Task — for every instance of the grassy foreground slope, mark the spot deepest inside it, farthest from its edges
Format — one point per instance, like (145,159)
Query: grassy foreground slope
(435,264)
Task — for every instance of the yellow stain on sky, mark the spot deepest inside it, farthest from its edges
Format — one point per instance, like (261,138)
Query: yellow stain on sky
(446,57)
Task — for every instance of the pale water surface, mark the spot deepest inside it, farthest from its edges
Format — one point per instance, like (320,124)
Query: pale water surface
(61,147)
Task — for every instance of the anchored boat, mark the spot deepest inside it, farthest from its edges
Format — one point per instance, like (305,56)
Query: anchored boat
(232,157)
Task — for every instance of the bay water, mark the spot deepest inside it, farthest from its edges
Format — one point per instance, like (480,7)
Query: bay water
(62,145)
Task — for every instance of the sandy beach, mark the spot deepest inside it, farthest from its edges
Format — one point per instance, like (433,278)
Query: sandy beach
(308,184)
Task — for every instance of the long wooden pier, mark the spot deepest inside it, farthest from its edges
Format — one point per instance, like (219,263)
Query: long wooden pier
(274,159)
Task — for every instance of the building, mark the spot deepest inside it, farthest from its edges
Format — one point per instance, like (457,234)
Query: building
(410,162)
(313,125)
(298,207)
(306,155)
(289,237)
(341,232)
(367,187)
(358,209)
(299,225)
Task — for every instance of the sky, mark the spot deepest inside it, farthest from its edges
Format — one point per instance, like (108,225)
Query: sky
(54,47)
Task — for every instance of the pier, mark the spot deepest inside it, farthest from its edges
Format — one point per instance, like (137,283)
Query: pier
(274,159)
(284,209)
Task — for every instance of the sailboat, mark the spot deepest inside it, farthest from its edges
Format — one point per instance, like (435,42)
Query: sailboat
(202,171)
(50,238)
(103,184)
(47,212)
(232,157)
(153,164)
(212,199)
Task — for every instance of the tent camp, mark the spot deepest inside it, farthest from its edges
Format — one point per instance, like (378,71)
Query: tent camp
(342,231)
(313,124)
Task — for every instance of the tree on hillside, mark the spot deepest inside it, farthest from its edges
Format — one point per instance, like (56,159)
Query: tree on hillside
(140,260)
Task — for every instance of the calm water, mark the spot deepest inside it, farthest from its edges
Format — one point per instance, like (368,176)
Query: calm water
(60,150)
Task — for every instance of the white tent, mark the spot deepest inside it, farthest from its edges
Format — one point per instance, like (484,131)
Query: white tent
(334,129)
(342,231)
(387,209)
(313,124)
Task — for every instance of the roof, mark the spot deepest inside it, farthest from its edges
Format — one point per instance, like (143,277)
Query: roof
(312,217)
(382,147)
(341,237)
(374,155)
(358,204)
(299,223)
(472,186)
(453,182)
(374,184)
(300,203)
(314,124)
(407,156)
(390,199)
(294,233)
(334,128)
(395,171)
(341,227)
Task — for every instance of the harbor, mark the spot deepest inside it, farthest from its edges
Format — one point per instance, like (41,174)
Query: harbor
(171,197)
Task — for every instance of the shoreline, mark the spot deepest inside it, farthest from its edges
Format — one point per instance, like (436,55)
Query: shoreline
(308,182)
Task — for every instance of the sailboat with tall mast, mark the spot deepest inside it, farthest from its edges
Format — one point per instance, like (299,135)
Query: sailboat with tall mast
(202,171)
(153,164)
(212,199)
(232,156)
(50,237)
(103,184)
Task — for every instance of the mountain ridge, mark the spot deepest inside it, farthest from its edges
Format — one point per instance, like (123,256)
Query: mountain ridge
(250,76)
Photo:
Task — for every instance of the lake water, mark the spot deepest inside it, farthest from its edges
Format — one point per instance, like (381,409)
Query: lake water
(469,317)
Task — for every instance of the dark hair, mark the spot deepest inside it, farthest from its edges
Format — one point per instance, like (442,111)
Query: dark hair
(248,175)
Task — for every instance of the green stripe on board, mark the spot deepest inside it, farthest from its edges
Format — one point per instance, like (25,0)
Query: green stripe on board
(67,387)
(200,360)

- **Written problem**:
Format the lines from the one containing "Task — for every instance of the sailboat with" through the end of the material, inclusive, as a Markdown table with the columns Row and Text. Number each line in Row and skip any blank lines.

- **Task answer**:
| Row | Text |
|---|---|
| 1 | Task — for every instance of the sailboat with tall mast, mark the spot deepest inside it, farthest from its edges |
| 2 | Format — one point per instance, like (299,135) |
| 3 | Query: sailboat with tall mast |
| 4 | (202,171) |
| 5 | (153,164) |
| 6 | (212,199) |
| 7 | (232,156) |
| 8 | (50,237) |
| 9 | (103,184) |
| 10 | Task — for every instance of the mountain ridge, mark the spot deepest inside it, farthest from its edges |
| 11 | Format — one point per instance, like (123,256) |
| 12 | Query: mountain ridge |
| 13 | (250,76) |
| 14 | Photo: |
| 15 | Task — for every instance of the lake water, mark the spot deepest inside it, farthest from its edges |
| 16 | Format — one point per instance, like (381,409) |
| 17 | Query: lake water |
| 18 | (469,317) |
| 19 | Task — for every instance of the dark hair, mark the spot deepest inside it, farthest from its edges |
| 20 | Format — one point per instance, like (442,111) |
| 21 | Query: dark hair |
| 22 | (248,175) |
| 23 | Task — for every instance of the green stripe on board, mark the spot deepest inside it, farthest from its edges |
| 24 | Format — one point per instance, like (25,0) |
| 25 | Query: green stripe on board |
| 26 | (67,387) |
| 27 | (200,360) |